*WORK ORDER*. Without the pictures, reproduce the entries below exactly.

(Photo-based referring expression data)
********************

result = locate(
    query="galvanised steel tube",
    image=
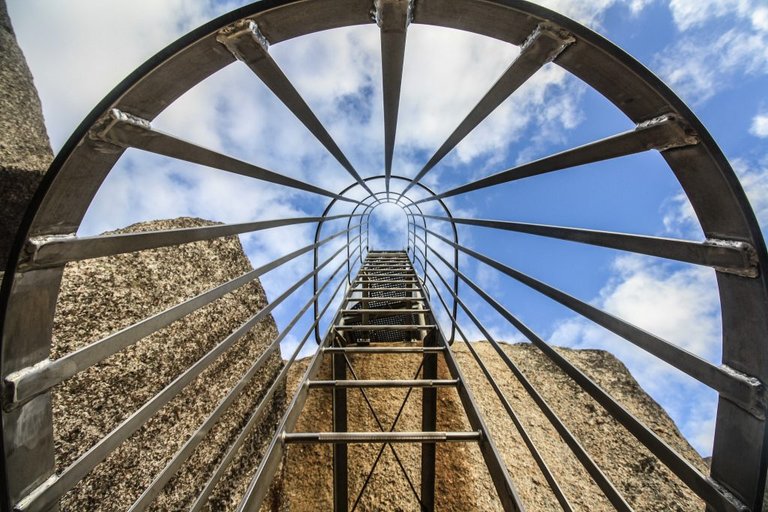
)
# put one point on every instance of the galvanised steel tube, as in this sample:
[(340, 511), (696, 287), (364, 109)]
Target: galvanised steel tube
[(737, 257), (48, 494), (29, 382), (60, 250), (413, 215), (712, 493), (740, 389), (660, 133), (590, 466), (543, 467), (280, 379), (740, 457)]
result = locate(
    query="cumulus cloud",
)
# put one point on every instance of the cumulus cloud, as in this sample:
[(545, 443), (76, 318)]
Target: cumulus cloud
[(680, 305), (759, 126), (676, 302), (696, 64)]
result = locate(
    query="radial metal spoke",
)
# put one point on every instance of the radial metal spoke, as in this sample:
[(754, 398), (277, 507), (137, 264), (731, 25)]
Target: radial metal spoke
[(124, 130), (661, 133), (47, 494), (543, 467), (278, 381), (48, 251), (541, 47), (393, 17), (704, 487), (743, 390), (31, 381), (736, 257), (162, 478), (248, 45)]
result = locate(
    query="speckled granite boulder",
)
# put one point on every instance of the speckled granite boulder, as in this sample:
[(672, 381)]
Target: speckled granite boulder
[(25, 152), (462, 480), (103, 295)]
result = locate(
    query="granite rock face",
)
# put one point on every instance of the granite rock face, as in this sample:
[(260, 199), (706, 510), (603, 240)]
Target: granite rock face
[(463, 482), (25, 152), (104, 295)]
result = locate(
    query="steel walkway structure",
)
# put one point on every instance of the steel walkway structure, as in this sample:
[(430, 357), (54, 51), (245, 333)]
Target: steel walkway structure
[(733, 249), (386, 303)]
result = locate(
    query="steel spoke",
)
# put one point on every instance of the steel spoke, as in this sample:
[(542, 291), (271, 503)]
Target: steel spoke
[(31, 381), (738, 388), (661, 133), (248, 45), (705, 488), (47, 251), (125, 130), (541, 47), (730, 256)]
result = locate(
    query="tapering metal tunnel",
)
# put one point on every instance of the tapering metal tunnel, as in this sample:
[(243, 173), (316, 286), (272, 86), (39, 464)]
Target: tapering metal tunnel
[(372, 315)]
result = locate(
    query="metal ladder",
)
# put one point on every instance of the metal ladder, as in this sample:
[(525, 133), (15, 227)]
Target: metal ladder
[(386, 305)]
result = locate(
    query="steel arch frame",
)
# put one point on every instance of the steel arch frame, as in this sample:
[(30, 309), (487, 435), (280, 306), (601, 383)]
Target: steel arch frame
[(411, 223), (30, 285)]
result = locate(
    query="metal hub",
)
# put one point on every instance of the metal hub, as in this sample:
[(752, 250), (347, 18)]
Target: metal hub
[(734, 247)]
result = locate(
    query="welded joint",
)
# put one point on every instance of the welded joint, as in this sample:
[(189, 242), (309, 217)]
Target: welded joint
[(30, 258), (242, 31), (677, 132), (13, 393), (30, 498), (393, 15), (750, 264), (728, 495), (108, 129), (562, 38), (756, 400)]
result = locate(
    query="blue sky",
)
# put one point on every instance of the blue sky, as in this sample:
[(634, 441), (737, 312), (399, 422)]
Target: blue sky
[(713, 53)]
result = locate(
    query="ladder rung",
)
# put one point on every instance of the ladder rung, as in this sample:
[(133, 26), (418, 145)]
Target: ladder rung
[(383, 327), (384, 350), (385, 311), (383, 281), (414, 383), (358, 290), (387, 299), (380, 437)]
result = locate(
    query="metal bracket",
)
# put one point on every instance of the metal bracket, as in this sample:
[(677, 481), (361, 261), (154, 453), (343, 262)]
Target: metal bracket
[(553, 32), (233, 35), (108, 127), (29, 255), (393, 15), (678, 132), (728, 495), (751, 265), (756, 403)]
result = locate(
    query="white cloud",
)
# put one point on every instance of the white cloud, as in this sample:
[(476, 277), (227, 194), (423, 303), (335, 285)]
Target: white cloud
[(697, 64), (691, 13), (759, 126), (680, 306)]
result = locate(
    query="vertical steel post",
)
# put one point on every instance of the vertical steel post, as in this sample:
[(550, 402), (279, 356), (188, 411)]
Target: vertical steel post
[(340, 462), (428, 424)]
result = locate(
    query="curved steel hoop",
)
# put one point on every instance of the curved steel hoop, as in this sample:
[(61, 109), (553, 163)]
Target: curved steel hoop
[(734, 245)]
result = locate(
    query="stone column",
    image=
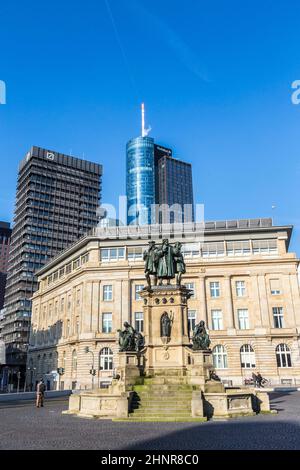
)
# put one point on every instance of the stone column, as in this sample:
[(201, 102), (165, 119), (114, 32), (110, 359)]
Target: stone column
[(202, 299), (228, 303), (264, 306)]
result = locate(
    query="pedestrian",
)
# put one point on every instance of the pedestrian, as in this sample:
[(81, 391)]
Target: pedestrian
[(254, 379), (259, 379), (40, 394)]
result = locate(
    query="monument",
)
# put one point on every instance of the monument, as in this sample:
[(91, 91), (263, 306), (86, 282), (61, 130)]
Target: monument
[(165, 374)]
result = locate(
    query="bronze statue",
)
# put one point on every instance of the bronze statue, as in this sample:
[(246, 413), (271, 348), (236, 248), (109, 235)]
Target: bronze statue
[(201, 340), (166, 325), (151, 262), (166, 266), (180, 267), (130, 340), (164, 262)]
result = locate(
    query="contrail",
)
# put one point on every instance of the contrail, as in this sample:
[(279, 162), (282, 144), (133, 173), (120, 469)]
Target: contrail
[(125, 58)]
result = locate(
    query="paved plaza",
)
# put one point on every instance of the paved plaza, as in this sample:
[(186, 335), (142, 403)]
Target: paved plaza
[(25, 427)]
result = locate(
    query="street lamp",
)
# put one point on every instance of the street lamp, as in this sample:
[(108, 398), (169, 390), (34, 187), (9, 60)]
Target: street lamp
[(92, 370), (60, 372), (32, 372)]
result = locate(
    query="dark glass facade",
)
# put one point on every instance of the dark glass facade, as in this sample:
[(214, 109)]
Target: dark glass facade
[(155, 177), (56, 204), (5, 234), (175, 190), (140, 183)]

********************

*WRITTEN SOLUTION*.
result = locate(
    query="galvanised steel tube",
    image=
)
# put one point on every instance of the galvanised steel tube, as in this sample:
[(340, 511), (696, 287), (364, 109)]
Target: galvanised steel tube
[(737, 257), (48, 494), (29, 382), (60, 250), (413, 215), (712, 493), (740, 389), (660, 133), (590, 466), (543, 467), (280, 379), (740, 457)]
result = locate(
    query="cumulus cloud",
)
# put one point on every instance of the cumulus cloud, as in this sample:
[(545, 443), (76, 318)]
Target: cumulus cloud
[(680, 305), (759, 126), (676, 302), (696, 64)]
result = locate(
    query="radial metal spoke",
)
# put one point on every instance of the radial metal spoke, as in this sample:
[(754, 398), (277, 507), (137, 264), (731, 25)]
Target: radial metal spoke
[(124, 130), (661, 133), (47, 494), (543, 467), (278, 381), (48, 251), (541, 47), (393, 17), (704, 487), (743, 390), (31, 381), (736, 257), (162, 478), (248, 45)]
result = locate(
    query="speckled granite boulder",
)
# put one point on every instance of the speckled granite boulder, as in this sample:
[(672, 381)]
Target: speckled granite boulder
[(25, 152), (462, 480), (103, 295)]
result = locate(
    query="granite rock face",
)
# put one point on every instance of the granite rock face, as in this sample:
[(260, 199), (706, 510), (603, 240)]
Target: granite rock face
[(463, 482), (25, 152), (104, 295)]
result = locate(
    query="steel walkway structure",
)
# put one point on every instance of the steel walkway structure, as in this sample:
[(430, 357), (54, 51), (245, 333)]
Target: steel walkway structure
[(733, 249), (386, 303)]
result = locate(
    query="steel spoke",
)
# put one point on every instance of the steel spoke, as in this sample:
[(542, 291), (271, 503)]
Target: steel spoke
[(31, 381), (738, 388), (661, 133), (248, 45), (705, 488), (47, 251), (125, 130), (541, 47), (730, 256)]
result = locate(
    query="tapering metal tunnel",
)
# put one point on every instance of the tapering metal tunnel, as in this sample:
[(243, 173), (316, 286), (272, 86), (39, 464)]
Target: tapering metal tunnel
[(372, 315)]
result = locate(
    query="metal ladder",
)
# put one point on every instance of the metal ladder, as in this sample:
[(525, 133), (15, 227)]
Target: metal ladder
[(386, 305)]
result = locate(
    query="steel arch frame",
)
# put one point on every instance of the steel arch frame, as in this sample:
[(30, 309), (487, 435), (280, 306), (601, 383)]
Target: steel arch frame
[(411, 223), (30, 285)]
result = locate(
    query="metal hub",
)
# put one point on every instance of the metal hub, as in this sample:
[(752, 250), (347, 18)]
Target: metal hub
[(734, 247)]
result = locate(
    query="welded joint",
)
# put one point on every instance of the welded joint, as in this sample:
[(189, 242), (309, 217)]
Target: welded joint
[(30, 258), (242, 31), (677, 132), (13, 393), (30, 498), (393, 15), (750, 264), (728, 495), (108, 129), (562, 38), (756, 400)]
result = locate(
    query="blue sky",
)
# put one point on every instance of the blue sky, as in this sample:
[(634, 441), (737, 312), (399, 422)]
Target: blue sky
[(713, 53)]
result = locate(
    query="ladder rung",
)
# put one point on every instance of the ladder rung, as in this sample:
[(133, 26), (418, 145)]
Target: ladder rung
[(383, 327), (384, 350), (385, 311), (383, 281), (414, 383), (358, 290), (387, 299), (380, 437)]
result = locate(
    query="metal bracket",
)
# put one point on every instance of the metal bracket, as in this sample:
[(677, 481), (361, 261), (154, 453), (343, 262)]
Target: metal bracket
[(553, 32), (233, 35), (108, 127), (29, 255), (393, 15), (678, 132), (728, 495), (751, 265), (756, 403)]
result = locate(
    query="white cloud",
)
# put one point on every instance of the white cloud, as in this sample:
[(476, 277), (227, 194), (423, 303), (335, 285)]
Target: white cloud
[(697, 64), (691, 13), (759, 126), (680, 306)]
result = locate(
    query="vertical steel post",
)
# put one point on every instance of the vertical steel post, as in this sample:
[(550, 402), (279, 356), (188, 411)]
Target: vertical steel post
[(340, 462), (428, 424)]
result = locate(
    query="curved steel hoop",
)
# put one point on every instance of the curved steel hoop, as in this sample:
[(61, 109), (553, 163)]
Target: curved steel hoop
[(734, 245)]
result = locate(
    query="stone column",
    image=
)
# put one point on every instance of the stone column, as in this sample:
[(201, 102), (165, 119), (114, 32), (110, 359)]
Target: stone column
[(202, 299), (228, 303), (264, 306)]
result = locate(
    query="pedestrian",
)
# put one point on every instance of the pedestrian, as in this sample:
[(81, 391)]
Target: pedestrian
[(254, 379), (259, 379), (40, 394)]
result = locate(
    query="monument",
)
# put one point on every instance of the monument, as in this sample:
[(91, 91), (263, 306), (86, 282), (61, 130)]
Target: monument
[(165, 374)]
result = locate(
    query="bronze statue",
)
# put one point on every instance of the bronze statue, as in this sample:
[(246, 413), (271, 348), (236, 248), (109, 235)]
Target: bronze statue
[(201, 340), (166, 325), (151, 262), (166, 266), (180, 267), (130, 340), (164, 262)]
result = locate(
    query="contrail",
)
# put one point on every instance of the contrail, as in this sample:
[(279, 162), (282, 144), (133, 173), (120, 469)]
Target: contrail
[(125, 58)]
result = locate(
    query="paved plaza",
)
# put one point on every instance of the paved plaza, as in this sample:
[(186, 335), (142, 403)]
Target: paved plaza
[(25, 427)]
result = locate(
    query="street lamp",
)
# put one point on every instance of the street lamp, as in this sample:
[(108, 398), (169, 390), (34, 187), (9, 60)]
Target: street lamp
[(92, 370), (60, 372), (32, 372)]
result = locate(
    query="dark glass facade",
)
# put one point on every instance of the dark glass facade, as in this sample:
[(214, 109)]
Target: dark glass facade
[(155, 177), (56, 204), (5, 234), (175, 190), (140, 183)]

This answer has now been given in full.